_Short problem_: In the corporate governance excerpt below, list every project that clause (h) expressly excludes from the unanimous-vote requirement.

_Supplied text_:

Except for the following acts which shall require the unanimous vote of the
members of the Board, all decisions of the Board shall be made by majority vote
of the members of the entire Board:
(a) the merger, consolidation, liquidation or dissolution of the Corporation;
(b) the sale of all or substantially all of the assets of the Corporation;
(c) the issuance of additional Shares or other securities other than pursuant
to options granted to employees;
(d) the amendment of the Corporation's Articles of Incorporation and Bylaws;
(e) the entering into of contractual arrangements with any Shareholder or
Affiliate of any Shareholder at less than market rates, as reasonably
determined by a majority of the disinterested members of the Board;
provided that if approval of such contractual agreement is not required
hereunder, the terms of any such contractual agreements with a Shareholder
or an Affiliate of a Shareholder shall be disclosed to the Board;
(f) the entering into of any agreement which will require the Corporation to
impose material restrictions on the manner in which it conducts its
business;
(g) the removal or replacement of Senior Management, provided that the Codina
Representatives will recuse themselves from voting on such issue;
(h) other than the Tradeport Project, the Coral Gables Office Project or the
Brickell Avenue Office Building Project, the undertaking by the
Corporation of a major project for any Shareholder or any Affiliates of a
Shareholder which would absorb a disproportionate amount of the time of
the Senior Management of the Corporation;
(i) for the calendar year 1998 the ratification of, and for the calendar year
1999 only, the approval of, the Annual Business Plan;
(j) material acquisitions; and
(k) the determination to proceed with a public offering.
3.3 Annual Business Plans. At least 30 days prior to the commencement of
---------------------
each calendar year after the date hereof, the President of the Corporation shall
cause to be prepared and submitted to the Board for its consideration and
approval, a business plan (the "Annual Business Plan") for the operation of the
business of the Corporation during the ensuing calendar year, in the form
established by the Board from time to time, setting forth on a pro-forma basis
the estimated receipts and expenditures (capital, operating and other) and an
income statement for the ensuing calendar year, as well as any other matter
relating to the business of the Corporation which the Board may require. The
President has caused to be prepared the Annual Business Plan for the 1998
14
calendar year. The Officers of the Corporation are authorized to use their best
efforts to implement the 1998 Annual Business Plan and each subsequently
approved Annual Business Plan in accordance with the terms thereof and the terms
hereof.
3.4 Officers. The Officers shall implement the Annual Business Plan, manage
--------
the day-to-day business of the Corporation and perform such other duties as may
be specified by resolution of the Board that are not inconsistent with the By-
laws of the Corporation and the corporate law of Florida. In addition, the
Officers shall perform such ministerial duties (e.g., signing annual reports and
----
stock certificates and filing tax returns) appropriately performed by an Officer
and such other duties as may be required by law to be performed by an Officer.

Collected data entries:
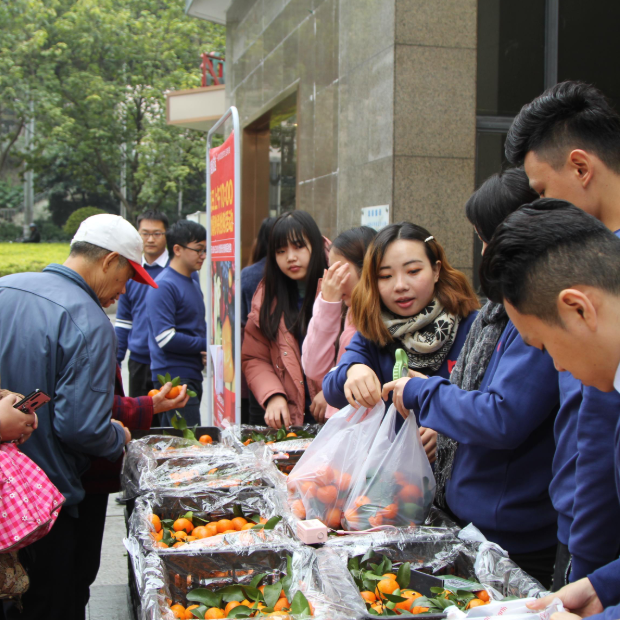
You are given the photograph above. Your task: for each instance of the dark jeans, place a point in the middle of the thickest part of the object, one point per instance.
(63, 565)
(191, 411)
(140, 384)
(538, 564)
(562, 567)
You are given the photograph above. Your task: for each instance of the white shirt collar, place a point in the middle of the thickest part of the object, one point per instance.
(617, 380)
(161, 260)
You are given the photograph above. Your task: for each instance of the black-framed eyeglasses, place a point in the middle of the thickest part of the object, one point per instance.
(199, 252)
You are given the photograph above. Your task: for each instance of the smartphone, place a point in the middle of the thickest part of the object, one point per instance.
(32, 402)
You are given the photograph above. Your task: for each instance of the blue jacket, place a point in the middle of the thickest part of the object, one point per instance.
(363, 351)
(502, 467)
(606, 580)
(583, 492)
(250, 279)
(132, 325)
(55, 336)
(177, 326)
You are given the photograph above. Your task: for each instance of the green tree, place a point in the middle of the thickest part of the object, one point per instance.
(105, 66)
(77, 217)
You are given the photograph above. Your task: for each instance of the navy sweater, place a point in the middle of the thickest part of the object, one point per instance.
(177, 326)
(583, 492)
(502, 467)
(132, 324)
(363, 351)
(606, 580)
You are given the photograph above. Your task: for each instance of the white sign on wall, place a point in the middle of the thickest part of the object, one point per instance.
(376, 217)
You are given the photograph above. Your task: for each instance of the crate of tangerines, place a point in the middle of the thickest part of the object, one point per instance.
(207, 518)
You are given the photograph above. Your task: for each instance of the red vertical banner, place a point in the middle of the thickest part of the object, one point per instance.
(222, 222)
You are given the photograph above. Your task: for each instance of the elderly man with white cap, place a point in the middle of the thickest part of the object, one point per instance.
(55, 336)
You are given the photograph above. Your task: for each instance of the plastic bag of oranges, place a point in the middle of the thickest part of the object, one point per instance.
(396, 486)
(319, 484)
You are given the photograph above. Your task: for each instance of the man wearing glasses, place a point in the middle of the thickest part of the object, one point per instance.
(131, 321)
(176, 315)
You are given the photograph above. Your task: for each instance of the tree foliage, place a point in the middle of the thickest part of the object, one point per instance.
(99, 71)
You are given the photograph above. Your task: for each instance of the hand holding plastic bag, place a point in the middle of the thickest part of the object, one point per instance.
(397, 485)
(320, 482)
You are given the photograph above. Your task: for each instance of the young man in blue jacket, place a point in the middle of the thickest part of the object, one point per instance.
(131, 321)
(555, 268)
(176, 314)
(568, 141)
(55, 336)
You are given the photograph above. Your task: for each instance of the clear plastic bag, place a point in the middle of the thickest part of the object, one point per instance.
(320, 482)
(397, 486)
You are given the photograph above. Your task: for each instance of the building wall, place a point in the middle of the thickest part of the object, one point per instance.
(386, 104)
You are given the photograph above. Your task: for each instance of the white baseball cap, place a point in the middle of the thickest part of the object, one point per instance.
(116, 234)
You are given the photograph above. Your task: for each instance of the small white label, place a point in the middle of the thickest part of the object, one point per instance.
(376, 217)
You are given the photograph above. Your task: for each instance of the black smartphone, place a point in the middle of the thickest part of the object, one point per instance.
(32, 402)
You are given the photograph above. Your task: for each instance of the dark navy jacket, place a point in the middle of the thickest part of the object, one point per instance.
(362, 351)
(502, 467)
(55, 336)
(583, 492)
(132, 324)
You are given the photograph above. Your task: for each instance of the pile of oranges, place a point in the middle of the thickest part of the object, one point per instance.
(183, 530)
(320, 494)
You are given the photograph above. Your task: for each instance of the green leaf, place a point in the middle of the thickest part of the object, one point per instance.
(251, 593)
(241, 611)
(404, 575)
(206, 597)
(272, 523)
(232, 593)
(199, 612)
(393, 598)
(299, 604)
(257, 579)
(272, 594)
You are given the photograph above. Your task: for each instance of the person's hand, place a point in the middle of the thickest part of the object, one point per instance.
(161, 403)
(414, 374)
(15, 424)
(318, 407)
(362, 387)
(127, 433)
(429, 441)
(276, 413)
(397, 397)
(579, 597)
(334, 279)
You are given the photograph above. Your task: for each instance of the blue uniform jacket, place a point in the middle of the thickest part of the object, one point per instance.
(362, 351)
(132, 323)
(502, 467)
(583, 492)
(55, 336)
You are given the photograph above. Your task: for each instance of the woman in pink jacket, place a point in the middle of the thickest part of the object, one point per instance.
(278, 322)
(327, 336)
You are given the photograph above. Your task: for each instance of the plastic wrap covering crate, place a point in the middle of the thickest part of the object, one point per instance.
(215, 467)
(208, 506)
(468, 556)
(323, 579)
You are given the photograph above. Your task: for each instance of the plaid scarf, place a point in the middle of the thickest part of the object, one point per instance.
(427, 337)
(468, 374)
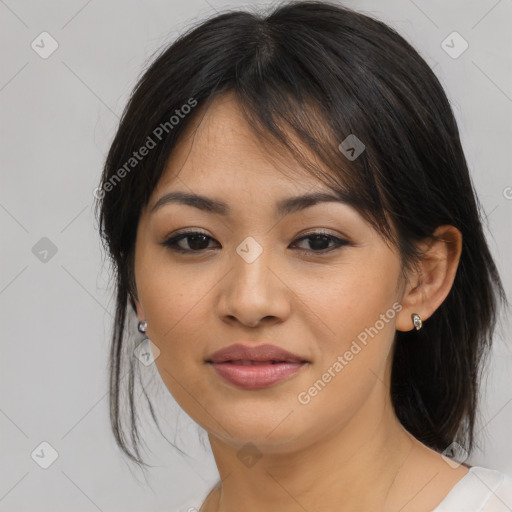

_Exercise solution_:
- the Tradeport Project
- the Coral Gables Office Project
- the Brickell Avenue Office Building Project